◆ TO DO: Each entry that follows is to be retyped exactly. Pictures do not belong in the copy.

◆ DATA SUPPLIED:
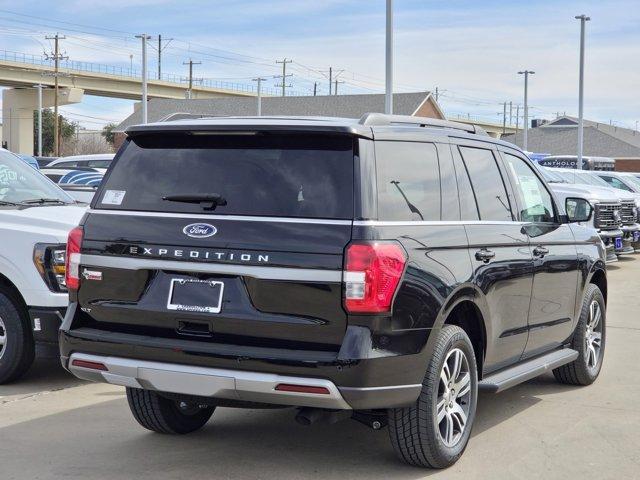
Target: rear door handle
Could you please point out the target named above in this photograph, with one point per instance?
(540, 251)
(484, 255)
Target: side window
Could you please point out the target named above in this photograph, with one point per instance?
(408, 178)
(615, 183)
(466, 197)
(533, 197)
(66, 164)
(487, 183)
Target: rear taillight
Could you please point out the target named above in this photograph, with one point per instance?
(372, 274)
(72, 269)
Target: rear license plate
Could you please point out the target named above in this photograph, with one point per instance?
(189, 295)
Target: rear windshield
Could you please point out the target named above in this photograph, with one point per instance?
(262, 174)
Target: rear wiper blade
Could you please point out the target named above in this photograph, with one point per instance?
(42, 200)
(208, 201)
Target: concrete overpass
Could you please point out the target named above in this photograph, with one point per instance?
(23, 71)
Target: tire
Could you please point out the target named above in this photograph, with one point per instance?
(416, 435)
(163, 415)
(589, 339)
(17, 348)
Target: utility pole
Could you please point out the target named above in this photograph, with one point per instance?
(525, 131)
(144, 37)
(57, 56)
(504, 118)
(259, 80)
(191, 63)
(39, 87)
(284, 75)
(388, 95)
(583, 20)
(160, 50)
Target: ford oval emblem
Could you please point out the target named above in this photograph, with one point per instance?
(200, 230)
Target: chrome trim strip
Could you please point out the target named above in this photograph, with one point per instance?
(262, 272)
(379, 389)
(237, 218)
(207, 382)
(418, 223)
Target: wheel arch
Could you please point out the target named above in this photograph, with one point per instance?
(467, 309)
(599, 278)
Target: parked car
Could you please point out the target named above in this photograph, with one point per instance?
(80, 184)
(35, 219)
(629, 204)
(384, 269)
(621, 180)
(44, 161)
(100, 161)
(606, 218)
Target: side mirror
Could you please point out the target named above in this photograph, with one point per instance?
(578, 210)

◆ FULL SOLUTION:
Target: rear door handle
Could you please point out the target named above in this photograph, with one point per instance?
(540, 251)
(484, 255)
Target: side window
Could you please point out the target named above in this photograph, with one point per instance?
(408, 178)
(615, 183)
(466, 197)
(533, 197)
(66, 164)
(487, 183)
Target: rear taillight
Could you please point out the target named above in this photograph, with one point per instance?
(372, 274)
(72, 269)
Target: rear license plate
Could you please point out the target named above in this photograph, with one point per instance?
(189, 295)
Target: rear windshield
Could you please point out the target named above in this photograph, with one point per instance?
(262, 174)
Target: rear wiper blade
Could you please point out the target named above in this photograph, with one point per instance?
(42, 200)
(208, 201)
Target: concrete overpass
Could you please point out the target named above in this photograph, with one point per instance?
(23, 71)
Target: tire
Could you please point out the target named above in this photograph, with one point per instance?
(416, 435)
(163, 415)
(589, 339)
(17, 348)
Target: utility pole
Could you please point out the target named above in this photograph, with one point per instance?
(525, 131)
(144, 37)
(57, 56)
(504, 118)
(259, 80)
(191, 63)
(39, 87)
(284, 75)
(388, 95)
(583, 20)
(160, 50)
Target: ford oval emblem
Could you please point out the target named above in this photograph, with one point per instance?
(200, 230)
Target: chrome trim strip
Could you please point out the target named above in this photograph, with one point per instance?
(262, 272)
(379, 389)
(237, 218)
(207, 382)
(418, 223)
Target: wheel arch
Could you please point out the target named above in this photograph, with one point per instance?
(467, 309)
(599, 278)
Target: parked car
Could you please point out the target named above in this photograph, with one point per instance?
(80, 184)
(35, 219)
(629, 204)
(384, 269)
(621, 180)
(44, 161)
(100, 161)
(606, 218)
Target: side mirror
Could you please point out the target named above in this photograph, with one point per instance?
(578, 210)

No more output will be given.